> **DAFTAR TUGAS**
a - Menurut teks tentang Ahmadiyah aliran Lahore, mengapa sebagian orang beranggapan bahwa aliran tersebut seharusnya sudah bubar? Jelaskan dalam satu hingga tiga kalimat.
b - Lanjutkan teks tentang Ahmadiyah aliran Lahore mulai dari bagian setelah kalimat terakhirnya.

AHMADIYAH, aliran Lahore, seharusnya sudah bubar. Sebab abad
ke-14, yang merupakan masa ke-pembaru-an Mirza Ghulam Ahmad
(yang menjadi anutan aliran ini) sudah berlalu baru-baru ini.
Demikian pikiran setengah orang.
Tetapi GAI, Gerakan Ahmadiyah Indonesia aliran Lahore, malah
mengadakan muktamarnya di Yogya 23-25 Desember lalu. Dan dalam
persidangan kecil yang menjadi penting karena sekaligus dimaksud
memperingati 50 tahun usia organisasi ini, bahkan diumumkan
tekad untuk sejak tahun ini memperbesar tabligh. Seperti
dikatakan ketua Pedoman Besar (pucuk pimpinan) GAI yang baru
dipilih, Prof. dr. H. Ahmad Muhammad, "kita tidak perlu
malu-malu lagi keluar lubang yang kita diami ini. Kita siarkan
Islam dengan paham Ahmadiyah (Lahore - red.) terang-terangan."

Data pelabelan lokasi
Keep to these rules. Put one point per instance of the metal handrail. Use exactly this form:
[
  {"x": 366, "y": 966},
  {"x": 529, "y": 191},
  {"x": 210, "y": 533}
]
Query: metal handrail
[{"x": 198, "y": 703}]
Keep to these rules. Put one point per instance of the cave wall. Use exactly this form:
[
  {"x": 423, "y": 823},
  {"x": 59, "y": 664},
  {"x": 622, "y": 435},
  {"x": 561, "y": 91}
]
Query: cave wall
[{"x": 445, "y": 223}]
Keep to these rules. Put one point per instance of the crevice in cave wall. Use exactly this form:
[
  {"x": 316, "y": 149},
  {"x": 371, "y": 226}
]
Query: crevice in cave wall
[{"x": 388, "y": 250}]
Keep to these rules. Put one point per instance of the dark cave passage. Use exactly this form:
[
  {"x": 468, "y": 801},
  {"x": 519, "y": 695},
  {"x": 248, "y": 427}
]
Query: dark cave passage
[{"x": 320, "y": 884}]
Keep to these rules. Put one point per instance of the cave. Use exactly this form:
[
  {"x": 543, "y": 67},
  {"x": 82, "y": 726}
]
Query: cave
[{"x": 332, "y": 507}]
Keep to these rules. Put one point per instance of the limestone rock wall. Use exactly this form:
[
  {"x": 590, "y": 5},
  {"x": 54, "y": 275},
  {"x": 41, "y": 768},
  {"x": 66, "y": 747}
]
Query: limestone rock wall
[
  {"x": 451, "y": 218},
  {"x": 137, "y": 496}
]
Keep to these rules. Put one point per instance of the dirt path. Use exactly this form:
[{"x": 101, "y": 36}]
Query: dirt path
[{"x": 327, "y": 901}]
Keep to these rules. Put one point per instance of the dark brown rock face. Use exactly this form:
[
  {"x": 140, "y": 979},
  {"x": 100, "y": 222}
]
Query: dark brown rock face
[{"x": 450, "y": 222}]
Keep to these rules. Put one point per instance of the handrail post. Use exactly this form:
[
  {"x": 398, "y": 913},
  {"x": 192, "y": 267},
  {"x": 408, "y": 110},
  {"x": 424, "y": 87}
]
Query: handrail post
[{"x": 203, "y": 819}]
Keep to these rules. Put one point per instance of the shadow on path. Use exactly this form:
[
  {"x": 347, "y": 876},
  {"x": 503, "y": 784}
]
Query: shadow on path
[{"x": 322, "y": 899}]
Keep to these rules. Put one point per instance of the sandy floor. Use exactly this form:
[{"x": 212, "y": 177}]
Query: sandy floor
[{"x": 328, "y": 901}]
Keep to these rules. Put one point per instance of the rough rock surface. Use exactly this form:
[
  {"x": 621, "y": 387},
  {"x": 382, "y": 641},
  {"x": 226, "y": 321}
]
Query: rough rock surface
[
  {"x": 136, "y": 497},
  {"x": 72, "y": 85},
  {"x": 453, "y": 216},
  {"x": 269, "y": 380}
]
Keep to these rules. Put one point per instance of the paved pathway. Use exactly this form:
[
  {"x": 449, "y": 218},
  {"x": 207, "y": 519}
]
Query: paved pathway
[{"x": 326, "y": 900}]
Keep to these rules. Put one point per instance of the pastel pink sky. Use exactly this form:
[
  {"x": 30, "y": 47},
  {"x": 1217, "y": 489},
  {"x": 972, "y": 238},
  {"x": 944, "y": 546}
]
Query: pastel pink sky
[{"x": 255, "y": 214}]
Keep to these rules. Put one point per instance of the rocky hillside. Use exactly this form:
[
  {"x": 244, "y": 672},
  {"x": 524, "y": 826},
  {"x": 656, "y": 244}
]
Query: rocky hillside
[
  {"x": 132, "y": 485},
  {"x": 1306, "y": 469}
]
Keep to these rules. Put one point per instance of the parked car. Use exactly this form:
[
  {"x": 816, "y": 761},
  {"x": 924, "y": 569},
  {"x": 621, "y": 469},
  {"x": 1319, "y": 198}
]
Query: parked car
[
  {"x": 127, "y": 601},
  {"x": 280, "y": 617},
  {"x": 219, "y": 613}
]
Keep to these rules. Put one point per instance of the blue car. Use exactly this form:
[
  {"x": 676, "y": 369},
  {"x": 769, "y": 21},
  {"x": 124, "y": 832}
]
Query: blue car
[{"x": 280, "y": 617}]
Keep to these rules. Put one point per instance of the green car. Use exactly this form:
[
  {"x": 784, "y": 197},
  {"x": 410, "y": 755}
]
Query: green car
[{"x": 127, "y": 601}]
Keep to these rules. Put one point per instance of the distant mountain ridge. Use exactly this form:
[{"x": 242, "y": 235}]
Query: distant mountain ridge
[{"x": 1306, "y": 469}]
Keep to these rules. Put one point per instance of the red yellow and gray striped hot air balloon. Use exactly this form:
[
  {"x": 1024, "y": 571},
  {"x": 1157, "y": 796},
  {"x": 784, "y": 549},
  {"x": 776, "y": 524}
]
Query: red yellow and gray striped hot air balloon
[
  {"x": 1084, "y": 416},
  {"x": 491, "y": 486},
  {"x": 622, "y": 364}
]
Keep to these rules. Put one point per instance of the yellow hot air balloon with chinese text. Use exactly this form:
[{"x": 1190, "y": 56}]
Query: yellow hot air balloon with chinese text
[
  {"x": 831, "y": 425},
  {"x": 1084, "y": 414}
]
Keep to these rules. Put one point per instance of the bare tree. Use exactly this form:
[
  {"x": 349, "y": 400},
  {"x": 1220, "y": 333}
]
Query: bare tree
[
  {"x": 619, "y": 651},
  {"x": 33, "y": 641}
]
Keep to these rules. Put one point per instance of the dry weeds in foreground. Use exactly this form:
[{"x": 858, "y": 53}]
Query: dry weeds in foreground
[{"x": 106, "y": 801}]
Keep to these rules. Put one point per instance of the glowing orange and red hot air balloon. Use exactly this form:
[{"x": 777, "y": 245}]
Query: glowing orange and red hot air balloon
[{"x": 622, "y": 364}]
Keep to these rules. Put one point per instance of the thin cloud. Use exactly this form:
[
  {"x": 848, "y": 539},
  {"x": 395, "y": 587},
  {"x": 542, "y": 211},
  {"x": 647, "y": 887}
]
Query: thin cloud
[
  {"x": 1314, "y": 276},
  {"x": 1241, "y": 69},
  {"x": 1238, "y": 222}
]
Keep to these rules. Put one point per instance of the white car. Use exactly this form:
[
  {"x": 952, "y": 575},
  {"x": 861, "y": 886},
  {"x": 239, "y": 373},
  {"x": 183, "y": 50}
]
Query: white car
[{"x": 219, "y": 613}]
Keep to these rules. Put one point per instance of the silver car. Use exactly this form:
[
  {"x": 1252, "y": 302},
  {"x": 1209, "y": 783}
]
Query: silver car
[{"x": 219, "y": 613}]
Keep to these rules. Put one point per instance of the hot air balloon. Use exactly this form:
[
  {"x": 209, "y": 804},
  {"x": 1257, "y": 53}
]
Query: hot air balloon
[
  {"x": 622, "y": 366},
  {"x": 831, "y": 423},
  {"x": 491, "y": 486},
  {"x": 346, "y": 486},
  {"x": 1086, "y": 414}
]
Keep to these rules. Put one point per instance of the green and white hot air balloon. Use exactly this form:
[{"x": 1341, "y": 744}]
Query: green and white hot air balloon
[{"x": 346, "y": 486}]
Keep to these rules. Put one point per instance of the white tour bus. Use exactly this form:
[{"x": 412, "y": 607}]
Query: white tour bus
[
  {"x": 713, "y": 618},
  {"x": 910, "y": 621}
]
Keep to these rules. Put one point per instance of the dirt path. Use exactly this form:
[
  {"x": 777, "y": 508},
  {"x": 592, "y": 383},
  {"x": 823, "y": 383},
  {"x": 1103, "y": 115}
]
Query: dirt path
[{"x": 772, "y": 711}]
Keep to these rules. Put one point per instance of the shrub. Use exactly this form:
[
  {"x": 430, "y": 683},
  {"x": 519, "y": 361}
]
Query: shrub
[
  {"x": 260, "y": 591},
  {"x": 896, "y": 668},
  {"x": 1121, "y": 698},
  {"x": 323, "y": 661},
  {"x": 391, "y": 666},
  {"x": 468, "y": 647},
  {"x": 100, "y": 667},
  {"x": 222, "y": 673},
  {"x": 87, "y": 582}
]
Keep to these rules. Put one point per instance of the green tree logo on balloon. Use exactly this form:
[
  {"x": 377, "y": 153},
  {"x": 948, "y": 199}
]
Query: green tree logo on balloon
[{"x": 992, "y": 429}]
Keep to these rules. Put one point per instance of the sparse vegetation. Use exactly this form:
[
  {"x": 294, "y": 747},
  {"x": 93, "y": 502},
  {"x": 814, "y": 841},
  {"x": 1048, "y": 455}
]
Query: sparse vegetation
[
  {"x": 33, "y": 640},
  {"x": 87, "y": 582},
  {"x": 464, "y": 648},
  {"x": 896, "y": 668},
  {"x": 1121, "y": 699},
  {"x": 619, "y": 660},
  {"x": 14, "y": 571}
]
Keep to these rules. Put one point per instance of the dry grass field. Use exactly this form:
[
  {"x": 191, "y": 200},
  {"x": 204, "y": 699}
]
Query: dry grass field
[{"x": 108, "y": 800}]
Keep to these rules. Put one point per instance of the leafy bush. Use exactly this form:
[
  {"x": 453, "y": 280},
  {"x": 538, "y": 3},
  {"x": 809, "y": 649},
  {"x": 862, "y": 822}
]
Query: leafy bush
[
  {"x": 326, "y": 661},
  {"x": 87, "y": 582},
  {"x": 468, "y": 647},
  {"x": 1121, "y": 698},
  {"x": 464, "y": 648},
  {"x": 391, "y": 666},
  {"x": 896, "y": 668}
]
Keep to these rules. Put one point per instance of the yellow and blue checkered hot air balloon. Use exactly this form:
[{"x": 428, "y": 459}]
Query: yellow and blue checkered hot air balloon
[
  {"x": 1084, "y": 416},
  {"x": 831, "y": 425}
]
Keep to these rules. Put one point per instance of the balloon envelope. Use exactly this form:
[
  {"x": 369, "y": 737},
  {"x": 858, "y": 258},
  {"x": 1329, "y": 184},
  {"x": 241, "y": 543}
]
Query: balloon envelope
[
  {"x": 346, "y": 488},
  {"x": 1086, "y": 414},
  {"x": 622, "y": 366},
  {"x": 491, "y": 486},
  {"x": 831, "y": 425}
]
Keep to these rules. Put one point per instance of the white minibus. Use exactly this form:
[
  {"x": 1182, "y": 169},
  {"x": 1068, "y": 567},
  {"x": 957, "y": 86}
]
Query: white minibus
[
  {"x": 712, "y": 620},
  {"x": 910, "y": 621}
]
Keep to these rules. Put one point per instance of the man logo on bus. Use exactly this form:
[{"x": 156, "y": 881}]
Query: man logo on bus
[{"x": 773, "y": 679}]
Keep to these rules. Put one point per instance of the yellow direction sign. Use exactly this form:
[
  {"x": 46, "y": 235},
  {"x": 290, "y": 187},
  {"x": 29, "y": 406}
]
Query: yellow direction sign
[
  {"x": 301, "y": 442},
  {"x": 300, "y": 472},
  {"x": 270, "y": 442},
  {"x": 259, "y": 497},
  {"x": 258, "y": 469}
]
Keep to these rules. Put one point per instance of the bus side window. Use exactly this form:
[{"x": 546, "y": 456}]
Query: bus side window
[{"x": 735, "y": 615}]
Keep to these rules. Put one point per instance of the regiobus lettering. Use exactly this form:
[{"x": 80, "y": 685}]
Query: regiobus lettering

> **JAWABAN YANG DIHARAPKAN**
a - Sebagian orang beranggapan demikian karena abad ke-14 sudah berlalu baru-baru ini. Abad itu merupakan masa pembaruan Mirza Ghulam Ahmad, tokoh yang menjadi anutan aliran ini.

b -
Dan dengan demikian mereka berniat mengisi awal abad XV yang
cerah.
Masalahnya ialah, Ahmadiyah bukan hanya berarti Ghulam Ahmad.
Tetapi juga sebuah jalan pikiran -- yang umurnya sudah tentu
lebih panjang dari masa hidup sang pemimpin. Dan jalan pikiran
itu, ditubuhkan dalam organisasi, mengetengahkan prinsip
'pemeliharaan agama oleh Tuhan secara bersambung-sambung'.
Ahmadiyah, aliran Qadian maupun Lahore, memang salah satu dari
kelompok dalam Islam yang membuat "resmi" urusan pemeliharaan
itu.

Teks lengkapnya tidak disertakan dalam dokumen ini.